---- Data supplied

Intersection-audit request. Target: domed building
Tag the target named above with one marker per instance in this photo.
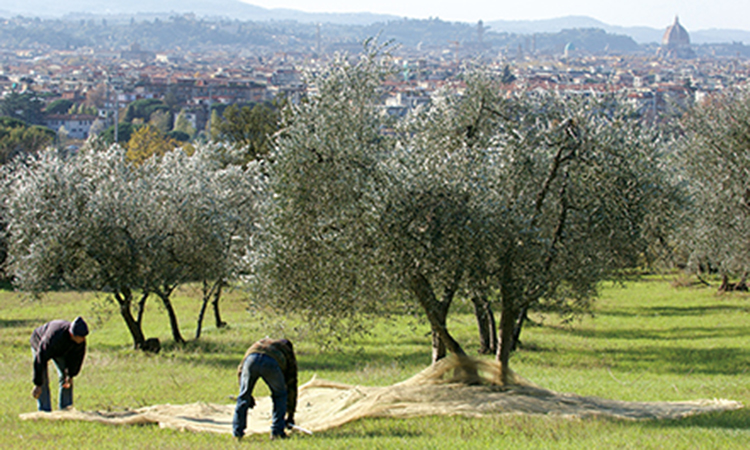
(676, 42)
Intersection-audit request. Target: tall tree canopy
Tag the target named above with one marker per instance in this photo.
(715, 154)
(96, 221)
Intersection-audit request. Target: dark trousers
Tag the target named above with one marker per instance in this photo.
(260, 366)
(66, 395)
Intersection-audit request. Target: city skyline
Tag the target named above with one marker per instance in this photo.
(693, 14)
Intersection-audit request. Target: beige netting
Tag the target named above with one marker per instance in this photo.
(453, 386)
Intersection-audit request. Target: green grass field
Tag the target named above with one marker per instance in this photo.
(646, 341)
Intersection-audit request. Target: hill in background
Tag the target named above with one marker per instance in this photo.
(238, 10)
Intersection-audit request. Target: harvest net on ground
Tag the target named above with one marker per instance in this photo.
(453, 386)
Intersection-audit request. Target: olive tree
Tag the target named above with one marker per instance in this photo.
(96, 221)
(536, 197)
(715, 155)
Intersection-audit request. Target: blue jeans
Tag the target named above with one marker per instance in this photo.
(66, 395)
(260, 366)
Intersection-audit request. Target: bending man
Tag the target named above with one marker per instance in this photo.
(64, 343)
(274, 361)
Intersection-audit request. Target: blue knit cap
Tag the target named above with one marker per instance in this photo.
(79, 327)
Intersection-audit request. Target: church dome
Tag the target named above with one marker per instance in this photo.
(676, 35)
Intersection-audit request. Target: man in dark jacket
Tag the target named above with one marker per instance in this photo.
(274, 361)
(64, 343)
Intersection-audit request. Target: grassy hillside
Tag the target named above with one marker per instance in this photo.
(647, 341)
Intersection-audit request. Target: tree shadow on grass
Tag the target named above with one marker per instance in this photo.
(674, 311)
(731, 420)
(666, 334)
(374, 428)
(669, 360)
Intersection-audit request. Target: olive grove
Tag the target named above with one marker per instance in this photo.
(96, 221)
(715, 155)
(533, 198)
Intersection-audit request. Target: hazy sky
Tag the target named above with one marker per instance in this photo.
(694, 14)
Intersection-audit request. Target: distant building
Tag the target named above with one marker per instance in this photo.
(76, 126)
(676, 42)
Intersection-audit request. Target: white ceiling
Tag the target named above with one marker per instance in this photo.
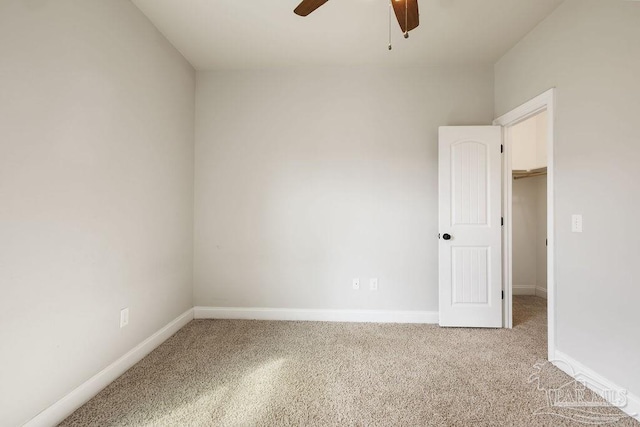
(240, 34)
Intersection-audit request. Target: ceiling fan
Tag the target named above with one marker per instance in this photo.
(406, 12)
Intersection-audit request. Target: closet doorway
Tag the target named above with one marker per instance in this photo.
(528, 143)
(528, 211)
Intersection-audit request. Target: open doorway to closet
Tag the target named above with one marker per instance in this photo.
(528, 200)
(528, 150)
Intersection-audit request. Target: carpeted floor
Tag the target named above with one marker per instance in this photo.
(265, 373)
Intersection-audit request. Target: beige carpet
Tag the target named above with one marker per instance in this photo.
(264, 373)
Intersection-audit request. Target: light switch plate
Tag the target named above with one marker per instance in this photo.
(124, 317)
(576, 223)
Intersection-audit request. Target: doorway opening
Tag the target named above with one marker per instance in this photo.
(528, 152)
(528, 235)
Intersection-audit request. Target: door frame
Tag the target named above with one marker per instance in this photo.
(542, 102)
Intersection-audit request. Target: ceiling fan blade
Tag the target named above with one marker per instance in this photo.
(308, 6)
(407, 14)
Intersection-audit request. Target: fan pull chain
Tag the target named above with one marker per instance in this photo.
(390, 7)
(406, 19)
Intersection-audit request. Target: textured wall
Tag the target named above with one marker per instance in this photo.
(588, 50)
(96, 183)
(306, 179)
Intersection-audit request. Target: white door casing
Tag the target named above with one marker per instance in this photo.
(470, 244)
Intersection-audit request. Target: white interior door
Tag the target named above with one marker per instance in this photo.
(470, 193)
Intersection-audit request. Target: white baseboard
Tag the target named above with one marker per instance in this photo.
(524, 289)
(596, 383)
(256, 313)
(57, 412)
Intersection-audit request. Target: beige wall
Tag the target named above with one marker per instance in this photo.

--------

**What to do:**
Reproduce each entry verbatim, excluding any embedded images.

**Correct output:**
Intersection-audit request. Target: domed building
Tag the target named above with one marker per instance in this photo.
(676, 42)
Intersection-audit request. Target: tall tree canopy
Tag the target named above with one marker per instance in this photo.
(715, 154)
(96, 221)
Intersection-audit request. Target: dark trousers
Tag the target named above with one marker per instance in this photo.
(260, 366)
(66, 395)
Intersection-audit request. Target: city skyline
Tag the target named above with one marker per instance in this photo.
(693, 14)
Intersection-audit request. Target: beige netting
Tag the target named above with one marker per instance in this photo.
(453, 386)
Intersection-audit request. Target: green grass field
Tag the target named above with one marker per instance in this photo.
(646, 341)
Intersection-audit request. Target: hill in background
Tag the target named above with one marker per instance in this photo.
(238, 10)
Intersection-audit request. Target: harvest net on ground
Tag the target named above with one marker per instance in this photo.
(453, 386)
Intersection-audit request. Target: olive tree
Tag the target named above with one marker per instance in this photo.
(96, 221)
(536, 197)
(715, 155)
Intersection-audit request. Target: blue jeans
Tag the target named above with one marker per instance in this photo.
(66, 395)
(260, 366)
Intersection-audit request. Target: bending man
Tag the target named above with one marker per instance in this photo.
(64, 343)
(274, 361)
Intersection-audit request. Target: blue knit cap
Tag the target named above with one marker per instance in this photo.
(79, 327)
Intersection-audit request. Target: church dome
Tag the target named above with one marker per instance in this photo.
(676, 35)
Intersection-audit request. Target: man in dark jacket
Tag the target named above with one marker per instance in this photo.
(274, 361)
(64, 343)
Intersection-audit request. Target: grassy hillside
Tag the target named above with one marker per instance in this photo.
(647, 341)
Intersection-audit request. Target: tree shadow on grass
Tag the target named above with one marker per instance in this photo.
(674, 311)
(731, 420)
(666, 334)
(374, 428)
(669, 360)
Intersection-audit request. Target: olive grove
Tag the target named above with one marker per instance in this photo.
(96, 221)
(715, 155)
(533, 198)
Intersection-audit request. Target: hazy sky
Tag the target named above with one marker per instance in this photo.
(694, 14)
Intersection-audit request. Target: distant building
Tag the target named above with one marker per instance in this photo.
(76, 126)
(676, 42)
Intersection-audit request. Target: white ceiling
Tag the target named above with one marker per instance in this photo.
(240, 34)
Intersection-audit request. Target: ceiling fan
Tag the target named above with one marker per instance in this photo.
(406, 12)
Intersection-audit request. Target: closet doorway
Tag the target named above with one marker per instance in this photo.
(528, 143)
(528, 211)
Intersection-audit request. Target: open doorway to closet
Tag the target named above with one marker per instance in this photo.
(528, 200)
(528, 150)
Intersection-audit request. Target: carpeted floor
Tag the target named above with one marker per instance in this photo.
(265, 373)
Intersection-audit request. Target: beige carpet
Tag the target named above with one marker per instance in this photo.
(264, 373)
Intersection-audit request. Target: light switch plate
Tag the target named above with one marker per instance in this photo.
(124, 317)
(576, 223)
Intersection-audit request. Target: doorway opening
Tag the target named above with one marker per instance in this photo.
(528, 152)
(528, 235)
Intersection-audit request. Target: door frame
Tag the target named above with one marker per instance in this photo.
(542, 102)
Intersection-audit request. Target: ceiling fan blade
Tag the target named above with one marker per instance in this photo.
(308, 6)
(407, 14)
Intersection-audit request. Target: fan pull chain
Tag the target named above with one marker per instance in this photo.
(390, 7)
(406, 19)
Intersection-audit request. Target: textured wall
Tag the target named above with one marker per instance in this photo.
(588, 50)
(96, 183)
(306, 179)
Intersection-audit request. Target: white door casing
Tag the target named above with one marker per instance in this photo.
(470, 244)
Intersection-audit request. Target: white interior door
Tag the target named above with one marker per instance in this photo.
(470, 193)
Intersection-audit request. Target: white baseboard
Tag the target named above with one marker per instance in this photo.
(524, 289)
(596, 383)
(256, 313)
(57, 412)
Intersection-audit request. Target: beige wall
Tag the target named above with one marker per instance in this photo.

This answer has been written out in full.